DESCRIPTION OF THE TASK: Print the rows below word for word, starting at the row that contains "Here's a bet: you won't be able to pinpoint the apron" and ending with the last row, both included.
========================================
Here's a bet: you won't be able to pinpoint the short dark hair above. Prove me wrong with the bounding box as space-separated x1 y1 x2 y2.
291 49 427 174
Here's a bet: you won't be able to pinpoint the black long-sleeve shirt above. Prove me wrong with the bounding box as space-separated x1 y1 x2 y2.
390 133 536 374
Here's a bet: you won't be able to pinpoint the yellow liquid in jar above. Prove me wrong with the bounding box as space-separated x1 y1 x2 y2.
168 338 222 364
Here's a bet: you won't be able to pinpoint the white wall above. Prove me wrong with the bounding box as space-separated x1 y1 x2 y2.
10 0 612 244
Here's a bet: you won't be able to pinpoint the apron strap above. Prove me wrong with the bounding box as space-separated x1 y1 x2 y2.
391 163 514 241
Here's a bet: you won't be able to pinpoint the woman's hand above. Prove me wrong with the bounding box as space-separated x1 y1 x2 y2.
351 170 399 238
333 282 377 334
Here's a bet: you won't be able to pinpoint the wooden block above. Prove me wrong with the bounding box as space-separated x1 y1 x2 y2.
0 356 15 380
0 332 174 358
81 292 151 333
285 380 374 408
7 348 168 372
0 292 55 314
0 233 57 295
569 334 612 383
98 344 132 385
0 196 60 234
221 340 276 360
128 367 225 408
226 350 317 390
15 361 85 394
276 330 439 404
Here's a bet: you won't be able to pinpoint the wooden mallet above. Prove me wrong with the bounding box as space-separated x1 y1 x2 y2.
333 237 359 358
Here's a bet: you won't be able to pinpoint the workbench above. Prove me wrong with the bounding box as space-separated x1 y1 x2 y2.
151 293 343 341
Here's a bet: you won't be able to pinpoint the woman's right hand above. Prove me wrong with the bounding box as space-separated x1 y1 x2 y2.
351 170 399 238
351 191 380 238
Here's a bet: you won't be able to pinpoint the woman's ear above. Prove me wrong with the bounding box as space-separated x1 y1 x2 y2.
========================================
REPLY:
Here's a bet: you won't be able to pinpoint the apron strap above. Prove me wrong with the bounding box as space-separated x1 y1 x2 y2.
391 163 514 241
Here's a bet: you won't be able to pinpoint the woman's hand above. Prove me wrong with the bounding box as space-separated x1 y1 x2 y2.
351 170 399 238
333 282 377 334
Here's a bet: you won't be able to pinpoint the wooden block above. Prove me wrong with the bounding box as space-separated x1 y1 x2 y2.
0 356 15 380
0 332 174 358
81 292 151 333
285 380 374 408
7 348 168 372
0 292 55 314
0 233 57 295
569 334 612 383
98 344 132 385
0 196 60 234
221 340 276 360
128 367 225 408
226 350 317 390
15 361 85 394
276 330 439 404
Here's a bet: you won't be able to pinpoint the wooden mallet above. Prove me wrong with the bounding box as space-separated x1 y1 x2 y2.
333 237 359 358
Here's a bet: you won't be able to pinpoint the workbench above. Prove me wrong with the bounding box as space-separated x1 y1 x2 y2.
151 293 343 341
Here's a bet: you won't be able to pinpoint the woman's right hand above. Prove me wrong with the bounding box as space-separated x1 y1 x2 y2.
351 170 399 238
351 191 380 238
Here's a bet: you won't be able to pinpoint the woman's ear above. Prove me wrong with the bounding box as space-separated x1 y1 x2 y2.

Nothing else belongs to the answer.